**TASK GOAL**. Send back the records in full, character for character.
────────────────────
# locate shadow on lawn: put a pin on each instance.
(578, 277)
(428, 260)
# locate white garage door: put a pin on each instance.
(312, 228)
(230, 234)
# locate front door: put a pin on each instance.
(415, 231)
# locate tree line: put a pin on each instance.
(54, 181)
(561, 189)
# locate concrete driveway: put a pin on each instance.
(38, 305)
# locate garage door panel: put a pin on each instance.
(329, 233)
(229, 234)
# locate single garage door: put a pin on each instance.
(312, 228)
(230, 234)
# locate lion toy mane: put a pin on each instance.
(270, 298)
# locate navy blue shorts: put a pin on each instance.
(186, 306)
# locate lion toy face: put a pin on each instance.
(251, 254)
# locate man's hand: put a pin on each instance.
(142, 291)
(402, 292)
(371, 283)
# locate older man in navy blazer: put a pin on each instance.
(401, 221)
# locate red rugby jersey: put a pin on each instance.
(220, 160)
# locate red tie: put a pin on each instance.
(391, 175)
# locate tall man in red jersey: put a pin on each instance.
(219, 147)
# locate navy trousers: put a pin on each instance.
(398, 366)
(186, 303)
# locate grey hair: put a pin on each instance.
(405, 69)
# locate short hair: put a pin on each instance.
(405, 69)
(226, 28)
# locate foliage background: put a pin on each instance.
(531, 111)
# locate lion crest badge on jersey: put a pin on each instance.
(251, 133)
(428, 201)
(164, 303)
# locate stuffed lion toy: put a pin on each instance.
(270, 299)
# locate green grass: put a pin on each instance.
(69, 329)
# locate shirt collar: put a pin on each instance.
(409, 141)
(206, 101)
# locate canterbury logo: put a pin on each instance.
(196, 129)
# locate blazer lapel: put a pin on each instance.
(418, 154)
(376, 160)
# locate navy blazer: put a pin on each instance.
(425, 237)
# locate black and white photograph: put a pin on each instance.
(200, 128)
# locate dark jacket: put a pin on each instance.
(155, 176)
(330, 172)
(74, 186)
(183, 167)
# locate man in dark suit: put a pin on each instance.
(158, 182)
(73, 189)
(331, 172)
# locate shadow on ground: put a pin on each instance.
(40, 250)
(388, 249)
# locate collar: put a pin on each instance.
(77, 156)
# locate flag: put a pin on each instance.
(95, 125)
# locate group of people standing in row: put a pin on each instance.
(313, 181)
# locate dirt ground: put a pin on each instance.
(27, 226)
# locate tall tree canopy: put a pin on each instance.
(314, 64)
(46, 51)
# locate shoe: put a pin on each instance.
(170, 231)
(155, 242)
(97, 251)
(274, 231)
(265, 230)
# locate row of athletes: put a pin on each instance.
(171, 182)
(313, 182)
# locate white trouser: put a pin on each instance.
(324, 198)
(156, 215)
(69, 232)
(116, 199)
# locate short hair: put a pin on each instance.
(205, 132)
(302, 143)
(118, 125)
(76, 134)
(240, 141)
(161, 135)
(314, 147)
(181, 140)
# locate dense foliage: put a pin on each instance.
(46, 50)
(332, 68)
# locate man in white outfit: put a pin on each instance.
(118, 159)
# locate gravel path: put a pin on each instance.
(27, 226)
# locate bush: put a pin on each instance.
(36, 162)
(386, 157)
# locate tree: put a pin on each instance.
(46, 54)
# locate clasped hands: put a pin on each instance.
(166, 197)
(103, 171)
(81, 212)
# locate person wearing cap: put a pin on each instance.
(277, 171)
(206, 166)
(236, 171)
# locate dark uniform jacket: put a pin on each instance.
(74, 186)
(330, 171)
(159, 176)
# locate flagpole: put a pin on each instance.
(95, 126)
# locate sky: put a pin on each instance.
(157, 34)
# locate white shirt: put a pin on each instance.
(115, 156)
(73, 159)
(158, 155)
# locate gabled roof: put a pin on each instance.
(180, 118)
────────────────────
**OUTPUT OF THE TASK**.
# locate shadow on lawn: put a pin on each instance.
(578, 277)
(428, 260)
# locate white garage door: put a pin on each instance.
(312, 228)
(230, 234)
# locate front door: put a pin on each instance.
(415, 231)
# locate tree line: put a pin on each instance.
(54, 181)
(561, 189)
# locate concrete driveway: put a pin on each instance.
(38, 305)
# locate garage door panel: put a pin on each instance.
(329, 233)
(229, 234)
# locate single garage door: put a pin on each instance.
(312, 228)
(230, 234)
# locate lion toy mane: put a pin on each instance.
(270, 298)
# locate navy blue shorts: put a pin on each instance.
(186, 306)
# locate lion toy face: put a pin on each instance.
(251, 254)
# locate man's hand: put a pin on each instance.
(142, 291)
(402, 292)
(371, 283)
# locate older man in navy blazer: put a pin on each instance.
(401, 221)
# locate red rugby jersey: put a pin on each instance.
(220, 160)
# locate red tie: put a pin on each instance.
(391, 175)
# locate tall man in red jersey: put a pin on each instance.
(219, 147)
# locate navy trousers: put a pin on each instance.
(398, 366)
(186, 303)
# locate grey hair: put a pin on each instance.
(405, 69)
# locate short hair: put a pin on each instance.
(405, 69)
(226, 28)
# locate foliage background: put a pin on each instance.
(531, 111)
# locate lion crest badge on jersey: put a pin on each instance.
(251, 133)
(428, 201)
(164, 303)
# locate stuffed lion toy: put a pin on each instance.
(270, 299)
# locate green grass: put a pin on each instance.
(69, 329)
# locate shirt collar: put a pin on each instance.
(409, 141)
(206, 101)
# locate canterbury logo: put a pin on each instance.
(196, 129)
# locate blazer lapel: put a pin on each instance.
(418, 154)
(376, 160)
# locate navy blazer: put a pin on each instance.
(425, 237)
# locate black and white photograph: put a pin on each instance.
(200, 128)
# locate dark jacket: put a pin on each instance.
(155, 176)
(330, 172)
(74, 186)
(183, 167)
# locate man in dark suit: put a pin on each instance.
(158, 182)
(73, 189)
(331, 172)
# locate shadow on ground: put a pin on each instance.
(40, 250)
(388, 249)
# locate collar: put a pin on each instance.
(77, 156)
# locate flag: put a pin on each instance.
(95, 125)
# locate group of people standing in row: put a pin on each instance.
(313, 181)
# locate dirt ground: put a pin on each instance.
(27, 226)
# locate tall tree canopy: put a pin on each instance.
(314, 64)
(46, 51)
# locate shoe: put a pin on each instance.
(170, 231)
(155, 242)
(97, 251)
(274, 231)
(265, 230)
# locate row of athletes: put a pin on each instance.
(171, 182)
(313, 182)
# locate white trouser: put a pin on each instance.
(324, 198)
(156, 215)
(69, 232)
(116, 199)
# locate short hair: put a pin on each instance.
(205, 132)
(302, 143)
(118, 125)
(76, 134)
(240, 141)
(161, 135)
(314, 147)
(181, 140)
# locate dense foliage: put a pin on each instance.
(46, 50)
(332, 68)
# locate man in white outfit: put a pin on each instance.
(118, 159)
# locate gravel path: put a pin on each instance.
(27, 226)
# locate bush: put a pin on each instance.
(36, 162)
(386, 157)
# locate tree: put a pin on each instance.
(46, 54)
# locate clasped hands: put a pin on each instance.
(166, 197)
(103, 171)
(81, 212)
# locate person wearing cap: put a pin on each instance.
(277, 171)
(206, 166)
(236, 171)
# locate dark uniform jacket: put a pin on each instance.
(74, 186)
(330, 171)
(159, 176)
# locate flagpole: put a pin on each instance.
(95, 126)
# locate sky: put a pin on each instance.
(157, 34)
# locate white shirt: put a pin on each instance.
(115, 156)
(73, 159)
(158, 155)
# locate gabled roof: put a pin on each instance.
(180, 118)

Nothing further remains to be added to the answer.